* **TAAKOMSCHRIJVING**
In hoeveel regels van de onderstaande gegevens komt de tekenreeks "face" voor, waarbij hoofdletters en kleine letters van elkaar verschillen? Noem alleen het aantal.
**** TE VERWERKEN GEGEVENS ****
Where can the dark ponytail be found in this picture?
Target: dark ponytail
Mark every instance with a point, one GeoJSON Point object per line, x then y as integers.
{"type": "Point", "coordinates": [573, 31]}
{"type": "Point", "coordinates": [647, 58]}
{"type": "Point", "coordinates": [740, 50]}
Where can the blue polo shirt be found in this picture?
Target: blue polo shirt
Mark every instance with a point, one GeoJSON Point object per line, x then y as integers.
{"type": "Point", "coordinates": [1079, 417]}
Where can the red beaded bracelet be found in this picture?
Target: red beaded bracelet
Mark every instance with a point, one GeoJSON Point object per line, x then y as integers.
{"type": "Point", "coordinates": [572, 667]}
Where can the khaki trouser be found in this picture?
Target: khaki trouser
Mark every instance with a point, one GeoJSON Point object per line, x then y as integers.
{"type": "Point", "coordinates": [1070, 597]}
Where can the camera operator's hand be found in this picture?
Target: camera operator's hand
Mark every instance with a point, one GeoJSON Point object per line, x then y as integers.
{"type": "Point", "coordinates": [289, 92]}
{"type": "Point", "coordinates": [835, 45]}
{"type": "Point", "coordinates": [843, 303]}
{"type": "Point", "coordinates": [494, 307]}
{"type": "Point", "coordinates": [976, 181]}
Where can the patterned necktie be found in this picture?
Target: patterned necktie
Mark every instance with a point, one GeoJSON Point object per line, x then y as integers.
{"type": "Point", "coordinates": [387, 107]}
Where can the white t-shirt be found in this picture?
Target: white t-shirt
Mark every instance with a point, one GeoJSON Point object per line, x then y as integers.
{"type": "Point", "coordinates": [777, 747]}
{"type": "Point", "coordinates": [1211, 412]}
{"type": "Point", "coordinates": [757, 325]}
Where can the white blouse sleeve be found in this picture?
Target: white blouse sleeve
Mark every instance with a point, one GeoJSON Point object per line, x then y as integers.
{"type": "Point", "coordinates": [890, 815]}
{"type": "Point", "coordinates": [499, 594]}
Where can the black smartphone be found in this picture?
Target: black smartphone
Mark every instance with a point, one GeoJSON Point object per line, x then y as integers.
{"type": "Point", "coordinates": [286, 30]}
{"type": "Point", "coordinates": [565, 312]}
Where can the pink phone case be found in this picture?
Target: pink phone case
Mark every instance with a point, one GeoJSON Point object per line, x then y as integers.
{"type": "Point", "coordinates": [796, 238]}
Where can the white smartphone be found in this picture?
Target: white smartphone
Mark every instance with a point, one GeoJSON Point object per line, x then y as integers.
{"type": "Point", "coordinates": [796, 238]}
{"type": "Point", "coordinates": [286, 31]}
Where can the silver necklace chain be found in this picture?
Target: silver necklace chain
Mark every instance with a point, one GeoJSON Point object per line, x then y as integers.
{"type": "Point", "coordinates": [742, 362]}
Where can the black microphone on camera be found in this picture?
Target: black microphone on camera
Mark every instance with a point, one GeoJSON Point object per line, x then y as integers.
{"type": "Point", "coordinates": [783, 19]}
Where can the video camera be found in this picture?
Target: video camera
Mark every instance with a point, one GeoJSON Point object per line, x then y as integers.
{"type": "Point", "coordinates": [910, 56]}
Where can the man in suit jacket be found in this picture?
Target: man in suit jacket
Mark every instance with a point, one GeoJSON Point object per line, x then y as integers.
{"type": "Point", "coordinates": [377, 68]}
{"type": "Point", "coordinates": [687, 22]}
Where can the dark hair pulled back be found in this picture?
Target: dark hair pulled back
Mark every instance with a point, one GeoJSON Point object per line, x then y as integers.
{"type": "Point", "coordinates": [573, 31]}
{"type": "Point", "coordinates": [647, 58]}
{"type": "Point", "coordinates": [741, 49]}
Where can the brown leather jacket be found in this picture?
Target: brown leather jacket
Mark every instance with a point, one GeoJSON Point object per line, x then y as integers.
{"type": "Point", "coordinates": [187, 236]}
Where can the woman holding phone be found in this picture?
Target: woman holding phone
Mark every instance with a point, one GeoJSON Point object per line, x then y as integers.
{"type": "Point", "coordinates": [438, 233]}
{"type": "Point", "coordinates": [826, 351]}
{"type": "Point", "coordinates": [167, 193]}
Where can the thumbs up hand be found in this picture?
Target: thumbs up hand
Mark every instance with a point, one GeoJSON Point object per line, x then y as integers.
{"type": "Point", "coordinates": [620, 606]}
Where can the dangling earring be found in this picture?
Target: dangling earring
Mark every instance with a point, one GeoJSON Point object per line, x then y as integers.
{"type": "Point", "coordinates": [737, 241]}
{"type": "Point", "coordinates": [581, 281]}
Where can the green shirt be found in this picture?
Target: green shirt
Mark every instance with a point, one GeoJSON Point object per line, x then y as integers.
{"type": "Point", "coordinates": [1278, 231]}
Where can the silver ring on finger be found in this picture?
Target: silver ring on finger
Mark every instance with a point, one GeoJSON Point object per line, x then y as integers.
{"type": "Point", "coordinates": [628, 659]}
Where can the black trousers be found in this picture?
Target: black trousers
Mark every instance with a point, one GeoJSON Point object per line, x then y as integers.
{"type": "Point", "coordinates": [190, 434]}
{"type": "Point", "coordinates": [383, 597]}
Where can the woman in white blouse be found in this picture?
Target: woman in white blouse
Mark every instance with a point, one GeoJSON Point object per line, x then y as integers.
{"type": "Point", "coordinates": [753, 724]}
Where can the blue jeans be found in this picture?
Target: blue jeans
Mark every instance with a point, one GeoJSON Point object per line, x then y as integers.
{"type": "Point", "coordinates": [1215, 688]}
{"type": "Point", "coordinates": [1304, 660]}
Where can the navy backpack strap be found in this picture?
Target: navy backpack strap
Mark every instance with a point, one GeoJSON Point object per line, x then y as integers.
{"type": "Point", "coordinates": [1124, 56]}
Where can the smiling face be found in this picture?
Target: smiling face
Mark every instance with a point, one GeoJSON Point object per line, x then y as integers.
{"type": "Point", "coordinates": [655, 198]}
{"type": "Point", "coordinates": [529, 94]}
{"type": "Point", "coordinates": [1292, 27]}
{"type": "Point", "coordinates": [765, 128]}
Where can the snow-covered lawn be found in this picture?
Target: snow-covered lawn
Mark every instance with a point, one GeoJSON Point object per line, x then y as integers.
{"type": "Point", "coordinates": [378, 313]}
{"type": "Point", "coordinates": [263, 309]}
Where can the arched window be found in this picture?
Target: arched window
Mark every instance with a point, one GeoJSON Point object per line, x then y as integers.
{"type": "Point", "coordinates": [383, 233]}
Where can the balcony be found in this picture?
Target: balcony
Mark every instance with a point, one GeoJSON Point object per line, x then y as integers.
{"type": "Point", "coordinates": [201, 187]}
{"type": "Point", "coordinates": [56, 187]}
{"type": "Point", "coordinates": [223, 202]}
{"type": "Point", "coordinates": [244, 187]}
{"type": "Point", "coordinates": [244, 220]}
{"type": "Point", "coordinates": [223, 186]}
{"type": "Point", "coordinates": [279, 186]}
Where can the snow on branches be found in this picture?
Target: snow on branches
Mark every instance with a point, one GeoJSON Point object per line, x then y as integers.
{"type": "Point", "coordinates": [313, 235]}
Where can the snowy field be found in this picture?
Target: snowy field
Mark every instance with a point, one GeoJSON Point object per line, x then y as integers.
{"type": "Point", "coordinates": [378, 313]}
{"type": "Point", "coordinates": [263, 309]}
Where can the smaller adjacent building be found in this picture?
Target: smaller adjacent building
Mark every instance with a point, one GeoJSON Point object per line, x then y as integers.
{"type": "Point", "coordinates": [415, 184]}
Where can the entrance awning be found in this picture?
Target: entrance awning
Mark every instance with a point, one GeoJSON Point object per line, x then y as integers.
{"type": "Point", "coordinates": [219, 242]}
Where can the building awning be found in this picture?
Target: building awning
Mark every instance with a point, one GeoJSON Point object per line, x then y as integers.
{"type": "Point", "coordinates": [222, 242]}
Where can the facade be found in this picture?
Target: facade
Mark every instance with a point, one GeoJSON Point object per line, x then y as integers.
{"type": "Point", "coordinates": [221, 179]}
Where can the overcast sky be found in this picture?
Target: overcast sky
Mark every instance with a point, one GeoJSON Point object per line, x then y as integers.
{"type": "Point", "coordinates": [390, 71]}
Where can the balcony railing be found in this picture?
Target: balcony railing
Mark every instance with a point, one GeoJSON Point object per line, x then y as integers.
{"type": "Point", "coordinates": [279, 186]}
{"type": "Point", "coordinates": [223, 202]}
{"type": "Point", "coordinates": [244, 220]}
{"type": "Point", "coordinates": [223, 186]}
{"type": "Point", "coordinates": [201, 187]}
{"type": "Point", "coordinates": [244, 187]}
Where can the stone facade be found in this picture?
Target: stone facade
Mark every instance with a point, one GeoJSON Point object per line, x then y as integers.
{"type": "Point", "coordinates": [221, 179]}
****
**** TE VERWERKEN GEGEVENS ****
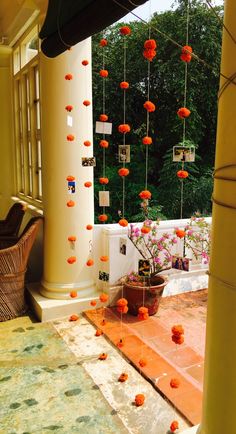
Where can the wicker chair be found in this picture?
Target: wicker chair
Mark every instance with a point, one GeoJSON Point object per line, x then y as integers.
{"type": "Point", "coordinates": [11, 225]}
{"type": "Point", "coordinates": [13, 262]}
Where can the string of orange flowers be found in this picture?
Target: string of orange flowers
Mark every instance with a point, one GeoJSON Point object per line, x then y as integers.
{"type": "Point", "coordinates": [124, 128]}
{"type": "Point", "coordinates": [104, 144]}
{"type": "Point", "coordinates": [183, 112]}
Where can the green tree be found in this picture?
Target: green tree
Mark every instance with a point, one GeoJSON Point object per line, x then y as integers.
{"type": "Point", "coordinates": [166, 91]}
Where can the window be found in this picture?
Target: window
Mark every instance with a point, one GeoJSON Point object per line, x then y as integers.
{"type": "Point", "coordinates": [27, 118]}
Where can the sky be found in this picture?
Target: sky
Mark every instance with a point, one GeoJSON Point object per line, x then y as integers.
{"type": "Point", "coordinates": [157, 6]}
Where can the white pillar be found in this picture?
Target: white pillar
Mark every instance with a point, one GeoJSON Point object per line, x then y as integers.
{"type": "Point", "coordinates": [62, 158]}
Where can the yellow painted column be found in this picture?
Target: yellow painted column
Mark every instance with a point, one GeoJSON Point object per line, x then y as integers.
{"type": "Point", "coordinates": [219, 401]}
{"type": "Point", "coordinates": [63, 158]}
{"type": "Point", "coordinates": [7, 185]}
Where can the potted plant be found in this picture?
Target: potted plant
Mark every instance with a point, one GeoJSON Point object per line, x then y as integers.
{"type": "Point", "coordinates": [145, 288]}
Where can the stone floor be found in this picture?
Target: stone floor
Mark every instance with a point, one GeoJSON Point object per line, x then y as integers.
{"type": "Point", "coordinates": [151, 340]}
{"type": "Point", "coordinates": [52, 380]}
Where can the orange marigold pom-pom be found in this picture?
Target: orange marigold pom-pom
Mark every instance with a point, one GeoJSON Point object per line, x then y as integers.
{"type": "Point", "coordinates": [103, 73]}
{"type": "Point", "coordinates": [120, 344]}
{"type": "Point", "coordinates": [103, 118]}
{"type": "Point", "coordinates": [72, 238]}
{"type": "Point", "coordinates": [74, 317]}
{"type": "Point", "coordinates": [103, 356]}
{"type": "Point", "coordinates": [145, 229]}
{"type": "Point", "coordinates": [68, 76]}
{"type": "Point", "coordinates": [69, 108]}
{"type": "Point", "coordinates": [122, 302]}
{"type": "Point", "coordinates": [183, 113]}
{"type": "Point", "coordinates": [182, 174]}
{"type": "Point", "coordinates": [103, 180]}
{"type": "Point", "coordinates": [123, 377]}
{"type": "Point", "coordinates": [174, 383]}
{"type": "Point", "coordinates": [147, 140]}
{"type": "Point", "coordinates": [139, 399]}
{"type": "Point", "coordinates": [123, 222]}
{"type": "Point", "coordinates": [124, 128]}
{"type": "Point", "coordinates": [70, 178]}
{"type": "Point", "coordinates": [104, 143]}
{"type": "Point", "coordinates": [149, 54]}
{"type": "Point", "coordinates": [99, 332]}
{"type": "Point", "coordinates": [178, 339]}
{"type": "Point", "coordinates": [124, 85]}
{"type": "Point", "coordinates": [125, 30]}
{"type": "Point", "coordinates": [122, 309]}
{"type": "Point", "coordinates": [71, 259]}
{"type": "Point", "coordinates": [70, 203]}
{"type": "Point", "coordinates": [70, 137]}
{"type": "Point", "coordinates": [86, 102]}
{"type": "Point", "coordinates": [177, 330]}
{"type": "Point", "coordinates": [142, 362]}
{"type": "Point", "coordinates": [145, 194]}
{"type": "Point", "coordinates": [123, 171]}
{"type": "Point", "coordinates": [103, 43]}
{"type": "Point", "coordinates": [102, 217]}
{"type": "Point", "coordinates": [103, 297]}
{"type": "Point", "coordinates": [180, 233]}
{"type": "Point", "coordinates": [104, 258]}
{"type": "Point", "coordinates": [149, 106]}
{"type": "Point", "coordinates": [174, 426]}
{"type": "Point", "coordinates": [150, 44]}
****
* **OPLOSSING**
2